- _Work to complete_: Please give the lines from the very first one through the line containing "instruction: mark the region of every instance of the children's" as a numbered list, leaving out any blank lines.

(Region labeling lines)
+++++
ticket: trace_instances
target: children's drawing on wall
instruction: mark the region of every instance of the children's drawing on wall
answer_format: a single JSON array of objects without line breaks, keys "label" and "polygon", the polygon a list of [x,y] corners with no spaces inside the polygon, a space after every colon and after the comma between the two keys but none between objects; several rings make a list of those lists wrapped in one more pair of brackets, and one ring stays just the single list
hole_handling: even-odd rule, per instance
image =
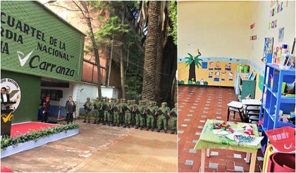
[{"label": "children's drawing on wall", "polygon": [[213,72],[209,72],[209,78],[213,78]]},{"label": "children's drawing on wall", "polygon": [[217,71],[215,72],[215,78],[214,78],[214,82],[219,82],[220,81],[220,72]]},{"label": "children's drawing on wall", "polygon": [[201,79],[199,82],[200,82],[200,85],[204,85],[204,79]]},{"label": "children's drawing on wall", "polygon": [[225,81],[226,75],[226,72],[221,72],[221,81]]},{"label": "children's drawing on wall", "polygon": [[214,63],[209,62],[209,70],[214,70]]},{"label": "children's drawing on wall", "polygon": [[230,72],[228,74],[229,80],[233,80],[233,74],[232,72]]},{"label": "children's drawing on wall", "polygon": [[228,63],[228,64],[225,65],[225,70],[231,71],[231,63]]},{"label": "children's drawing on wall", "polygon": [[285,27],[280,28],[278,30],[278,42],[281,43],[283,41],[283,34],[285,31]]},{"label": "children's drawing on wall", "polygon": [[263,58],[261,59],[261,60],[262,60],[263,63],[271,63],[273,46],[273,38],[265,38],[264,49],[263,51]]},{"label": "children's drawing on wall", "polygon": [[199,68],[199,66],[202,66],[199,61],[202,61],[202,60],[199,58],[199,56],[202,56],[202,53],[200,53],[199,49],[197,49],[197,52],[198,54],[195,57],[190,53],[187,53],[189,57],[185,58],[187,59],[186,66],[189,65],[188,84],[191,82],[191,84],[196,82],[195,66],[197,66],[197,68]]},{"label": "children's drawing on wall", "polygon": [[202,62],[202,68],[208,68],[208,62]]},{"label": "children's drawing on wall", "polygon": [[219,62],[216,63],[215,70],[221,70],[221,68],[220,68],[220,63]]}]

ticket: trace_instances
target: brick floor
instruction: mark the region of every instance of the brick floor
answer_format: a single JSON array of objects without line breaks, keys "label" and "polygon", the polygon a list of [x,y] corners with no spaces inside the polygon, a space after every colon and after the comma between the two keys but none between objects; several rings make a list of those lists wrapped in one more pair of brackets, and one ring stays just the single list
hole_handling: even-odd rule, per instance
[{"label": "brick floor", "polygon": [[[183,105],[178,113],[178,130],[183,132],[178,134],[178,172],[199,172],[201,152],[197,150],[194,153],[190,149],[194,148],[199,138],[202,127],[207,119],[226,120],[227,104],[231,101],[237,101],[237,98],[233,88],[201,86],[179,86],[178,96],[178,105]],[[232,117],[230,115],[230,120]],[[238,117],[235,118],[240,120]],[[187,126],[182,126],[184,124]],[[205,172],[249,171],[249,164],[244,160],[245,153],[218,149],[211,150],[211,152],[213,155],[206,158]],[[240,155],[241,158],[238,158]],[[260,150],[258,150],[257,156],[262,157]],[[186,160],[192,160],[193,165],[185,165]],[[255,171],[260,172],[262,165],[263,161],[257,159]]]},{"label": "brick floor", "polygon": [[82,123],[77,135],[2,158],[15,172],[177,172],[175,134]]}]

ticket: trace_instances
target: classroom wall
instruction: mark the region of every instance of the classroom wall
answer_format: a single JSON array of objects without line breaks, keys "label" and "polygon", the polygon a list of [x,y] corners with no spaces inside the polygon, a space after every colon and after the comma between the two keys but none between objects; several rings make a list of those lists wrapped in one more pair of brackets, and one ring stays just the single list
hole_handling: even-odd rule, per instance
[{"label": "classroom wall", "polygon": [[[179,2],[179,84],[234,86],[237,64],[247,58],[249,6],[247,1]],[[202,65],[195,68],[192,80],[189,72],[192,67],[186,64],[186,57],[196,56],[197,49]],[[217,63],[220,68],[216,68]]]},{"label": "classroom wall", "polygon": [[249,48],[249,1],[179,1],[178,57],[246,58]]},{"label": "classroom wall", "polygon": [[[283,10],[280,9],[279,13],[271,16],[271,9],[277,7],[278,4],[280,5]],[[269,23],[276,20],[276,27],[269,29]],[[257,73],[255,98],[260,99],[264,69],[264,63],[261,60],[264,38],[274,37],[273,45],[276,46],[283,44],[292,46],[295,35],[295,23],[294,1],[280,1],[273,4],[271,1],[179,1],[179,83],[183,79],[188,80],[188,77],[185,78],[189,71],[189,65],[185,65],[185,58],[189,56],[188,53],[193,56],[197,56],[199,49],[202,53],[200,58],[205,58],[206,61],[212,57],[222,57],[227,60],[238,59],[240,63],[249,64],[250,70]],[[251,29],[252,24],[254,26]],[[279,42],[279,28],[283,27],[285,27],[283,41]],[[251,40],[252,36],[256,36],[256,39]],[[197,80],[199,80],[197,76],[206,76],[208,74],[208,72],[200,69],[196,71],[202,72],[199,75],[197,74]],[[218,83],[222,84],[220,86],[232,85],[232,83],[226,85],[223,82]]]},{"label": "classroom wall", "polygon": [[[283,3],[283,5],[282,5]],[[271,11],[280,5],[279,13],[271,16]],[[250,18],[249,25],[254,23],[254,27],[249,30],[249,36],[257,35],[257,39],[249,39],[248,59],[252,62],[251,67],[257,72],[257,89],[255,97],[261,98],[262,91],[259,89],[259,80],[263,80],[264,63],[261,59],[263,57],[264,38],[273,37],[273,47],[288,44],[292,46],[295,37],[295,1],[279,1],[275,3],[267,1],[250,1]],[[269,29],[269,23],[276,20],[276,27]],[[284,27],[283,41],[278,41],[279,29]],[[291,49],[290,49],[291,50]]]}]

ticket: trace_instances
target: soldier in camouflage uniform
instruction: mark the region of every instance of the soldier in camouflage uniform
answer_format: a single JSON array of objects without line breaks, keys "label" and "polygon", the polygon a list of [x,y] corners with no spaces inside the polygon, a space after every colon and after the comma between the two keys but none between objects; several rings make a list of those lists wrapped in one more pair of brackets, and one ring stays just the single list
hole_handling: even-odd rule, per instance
+++++
- _Solution to the exercise_:
1. ticket: trace_instances
2. target: children's drawing on wall
3. instruction: mark the region of every instance of the children's drawing on wall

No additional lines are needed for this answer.